課題の内容 => 本文では、創造花火の部で優勝したのはどこだと書かれていますか。

本文の抜粋 =>

創造花火の部で優勝したのは、ワタクシ一押しの伊那火工・堀内煙火店。自由玉の部でも入賞した。自分の目の確かさに、我ながら惚れ惚れする(どや顔) さっそく、お祝いメールを送っておいた。
季節を先取りし、初秋の田んぼをトンボが飛んでいるような風景を、和美を使った最小限の表現で見せてくれた。和美とは、江戸時代に確立された日本独特の花火技術で、美しい橙色が特徴だ。堀内煙火店は抑えた表現が得意で、他に類を見ない静の美に秀でている。
他には新潟の和美屋(社名)が、やはり和美を中心にして白と青を加えた「雪と氷の国 アイスランド」を披露。とても美しかった。また「お母さんありがとう、私を産んでくれて」という意表をついた題名の創造花火もあった。代替わりで、若い女性が代表になったのかもしれない。
今年は大曲チームが、7月にトロントの花火競技会に参加して銅賞を取ったが。欧米風の音楽に合わせて華やかに打ち上げるだけでは、日本花火の良さが活かしきれないという難点がある。
しかも採点するのが白人では、あちらの価値観に合わせなくてはならないし、そこが難しいところだと感した。グローバル化の中でも、自分を見失わないということが求められていると思う。
フィギュアの羽生結弦が、初めて金メダルを獲った時の演技が「陰陽師」で、それをニューヨークタイムスが「この世のものとは思えない美しさ」と称えたのである。
白人のスポーツであるフィギュアで、日本人が「陰陽師」で金メダルを獲ったのは画期的だった。日本の花火が、自分らしさを失わずに世界に出ていくことは充分に可能だと考える。

与えられたデータ =>
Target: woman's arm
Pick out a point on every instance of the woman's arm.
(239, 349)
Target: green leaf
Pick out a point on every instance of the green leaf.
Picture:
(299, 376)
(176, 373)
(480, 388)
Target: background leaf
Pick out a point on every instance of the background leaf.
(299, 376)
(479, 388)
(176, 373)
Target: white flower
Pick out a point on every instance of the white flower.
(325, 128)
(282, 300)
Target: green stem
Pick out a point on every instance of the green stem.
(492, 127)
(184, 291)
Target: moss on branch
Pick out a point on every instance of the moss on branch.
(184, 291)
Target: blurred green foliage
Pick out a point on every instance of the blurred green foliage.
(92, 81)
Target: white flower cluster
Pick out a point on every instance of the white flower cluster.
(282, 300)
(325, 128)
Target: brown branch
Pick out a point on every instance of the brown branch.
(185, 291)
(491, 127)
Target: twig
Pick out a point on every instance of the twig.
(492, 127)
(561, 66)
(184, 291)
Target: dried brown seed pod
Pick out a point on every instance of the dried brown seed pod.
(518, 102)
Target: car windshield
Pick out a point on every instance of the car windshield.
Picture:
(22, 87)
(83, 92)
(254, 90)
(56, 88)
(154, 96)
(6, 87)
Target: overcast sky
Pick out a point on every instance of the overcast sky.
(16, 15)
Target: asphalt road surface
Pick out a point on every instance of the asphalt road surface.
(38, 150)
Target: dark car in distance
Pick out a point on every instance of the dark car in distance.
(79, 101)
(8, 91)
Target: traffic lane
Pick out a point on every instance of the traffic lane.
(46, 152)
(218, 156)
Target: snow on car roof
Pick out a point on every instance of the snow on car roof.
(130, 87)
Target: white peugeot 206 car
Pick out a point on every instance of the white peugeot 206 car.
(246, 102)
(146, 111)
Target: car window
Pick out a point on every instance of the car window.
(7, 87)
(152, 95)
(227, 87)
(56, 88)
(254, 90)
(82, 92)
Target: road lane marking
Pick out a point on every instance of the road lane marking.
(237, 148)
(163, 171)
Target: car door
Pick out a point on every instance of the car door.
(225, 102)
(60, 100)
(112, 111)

答え => 伊那火工・堀内煙火店です。